## 任务说明
原样抄出下面关于 repmgr 的文本中的一段，从“本次示例 repmgr.conf 文件放到以下位置：/etc/postgresql/11/main/repmgr.conf”开始，直至并包括“在其他节点上执行操作（例如：repmgr cluster crosscheck）。”。
──────── 给定文本 ────────
本次示例 repmgr.conf 文件放到以下位置：/etc/postgresql/11/main/repmgr.conf 。

【使用注意】

repmgr.conf不应存储在 PostgreSQL 数据目录中，因为在设置或重新初始化 PostgreSQL 服务器时它可能会被覆盖；

如果将 repmgr 二进制文件放置在 PostgreSQL 安装目录以外的位置，指定 repmgr_bindir 以启用 repmgr 在其他节点上执行操作（例如：repmgr cluster crosscheck）。

1.5 注册主服务器

要使 repmgr 支持复制集群，必须使用 repmgr 注册主节点（repmgr primary register）。这将安装 repmgr扩展和元数据对象，并为主服务器添加元数据记录。

# su - postgres -c "/usr/lib/postgresql/11/bin/repmgr -f /etc/postgresql/11/main/repmgr.conf primary register" INFO: connecting to primary database... NOTICE: attempting to install extension "repmgr" NOTICE: "repmgr" extension successfully installed NOTICE: primary node record (ID: 1) registered

查看集群信息

# su - postgres -c "/usr/lib/postgresql/11/bin/repmgr -f /etc/postgresql/11/main/repmgr.conf cluster show"
 ID | Name  | Role    | Status    | Upstream | Location | Priority | Timeline | Connection string                                                                          
----+-------+---------+-----------+----------+----------+----------+----------+---------------------------------------------------------------------------------------------
 1  | node1 | primary | * running |          | default  | 100      | 1        | host=127.0.0.1 port=5432 user=repmgr dbname=repmgr connect_timeout=2 password=test1234

查看 repmgr 元数据表

repmgr=# SELECT * FROM repmgr.nodes;
 node_id | upstream_node_id | active | node_name |  type   | location | priority |                                          conninfo                                           | repluser | slot_name |             config_file             
---------+------------------+--------+-----------+---------+----------+----------+---------------------------------------------------------------------------------------------+----------+-----------+-------------------------------------
       1 |                  | t      | node1     | primary | default  |      100 | host=127.0.0.1 port=5432 user=repmgr dbname=repmgr connect_timeout=2 password=test1234 | repmgr   |           | /etc/postgresql/11/main/repmgr.conf

配置文件发生改变，需要在每个节点执行

$ repmgr primary register --force -f /path/to/repmgr.conf $ repmgr standby register --force -f /path/to/repmgr.conf $ repmgr witness register --force -f /path/to/repmgr.conf -h primary_host

【使用注意】

repmgr 不能以 root 用户运行。
──────── 数据摘录 ────────
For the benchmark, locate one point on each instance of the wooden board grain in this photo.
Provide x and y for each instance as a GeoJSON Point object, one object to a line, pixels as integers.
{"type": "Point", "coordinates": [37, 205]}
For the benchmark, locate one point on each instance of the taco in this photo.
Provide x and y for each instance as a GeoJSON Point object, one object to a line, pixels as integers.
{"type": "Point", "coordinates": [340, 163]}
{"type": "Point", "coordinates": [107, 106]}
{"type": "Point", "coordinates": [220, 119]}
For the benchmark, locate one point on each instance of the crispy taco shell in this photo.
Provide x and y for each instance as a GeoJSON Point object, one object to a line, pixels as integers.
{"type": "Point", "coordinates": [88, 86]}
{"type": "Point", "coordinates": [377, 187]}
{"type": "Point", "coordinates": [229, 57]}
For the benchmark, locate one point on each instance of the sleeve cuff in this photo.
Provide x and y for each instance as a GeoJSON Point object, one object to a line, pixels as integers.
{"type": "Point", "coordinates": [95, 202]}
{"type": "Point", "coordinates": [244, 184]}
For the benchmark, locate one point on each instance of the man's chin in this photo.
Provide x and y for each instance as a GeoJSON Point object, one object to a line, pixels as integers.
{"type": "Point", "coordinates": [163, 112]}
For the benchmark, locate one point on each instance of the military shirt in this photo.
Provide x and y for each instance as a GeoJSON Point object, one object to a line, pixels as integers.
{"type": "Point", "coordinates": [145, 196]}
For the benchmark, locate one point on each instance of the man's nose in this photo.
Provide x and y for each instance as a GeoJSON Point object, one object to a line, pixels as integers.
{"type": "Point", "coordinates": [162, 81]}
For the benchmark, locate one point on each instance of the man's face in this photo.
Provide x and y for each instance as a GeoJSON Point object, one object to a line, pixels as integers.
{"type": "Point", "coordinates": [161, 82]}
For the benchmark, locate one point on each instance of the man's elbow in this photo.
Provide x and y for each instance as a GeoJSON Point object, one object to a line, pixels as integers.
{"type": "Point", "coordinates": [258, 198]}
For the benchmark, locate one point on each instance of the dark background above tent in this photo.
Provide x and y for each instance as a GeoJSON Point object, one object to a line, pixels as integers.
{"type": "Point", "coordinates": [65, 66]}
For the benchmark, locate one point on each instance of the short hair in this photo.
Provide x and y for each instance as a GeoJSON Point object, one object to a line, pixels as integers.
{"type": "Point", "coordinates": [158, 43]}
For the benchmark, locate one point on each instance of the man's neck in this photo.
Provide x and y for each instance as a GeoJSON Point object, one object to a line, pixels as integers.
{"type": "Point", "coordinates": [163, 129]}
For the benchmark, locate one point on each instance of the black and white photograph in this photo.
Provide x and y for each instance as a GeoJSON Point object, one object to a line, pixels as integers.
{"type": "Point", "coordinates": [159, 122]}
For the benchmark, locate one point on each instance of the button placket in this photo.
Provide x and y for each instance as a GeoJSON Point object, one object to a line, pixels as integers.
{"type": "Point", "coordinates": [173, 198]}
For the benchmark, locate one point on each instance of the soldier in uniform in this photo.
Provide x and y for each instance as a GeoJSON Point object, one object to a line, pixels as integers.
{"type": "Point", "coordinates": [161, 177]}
────────
## 参考答案
本次示例 repmgr.conf 文件放到以下位置：/etc/postgresql/11/main/repmgr.conf 。

【使用注意】

repmgr.conf不应存储在 PostgreSQL 数据目录中，因为在设置或重新初始化 PostgreSQL 服务器时它可能会被覆盖；

如果将 repmgr 二进制文件放置在 PostgreSQL 安装目录以外的位置，指定 repmgr_bindir 以启用 repmgr 在其他节点上执行操作（例如：repmgr cluster crosscheck）。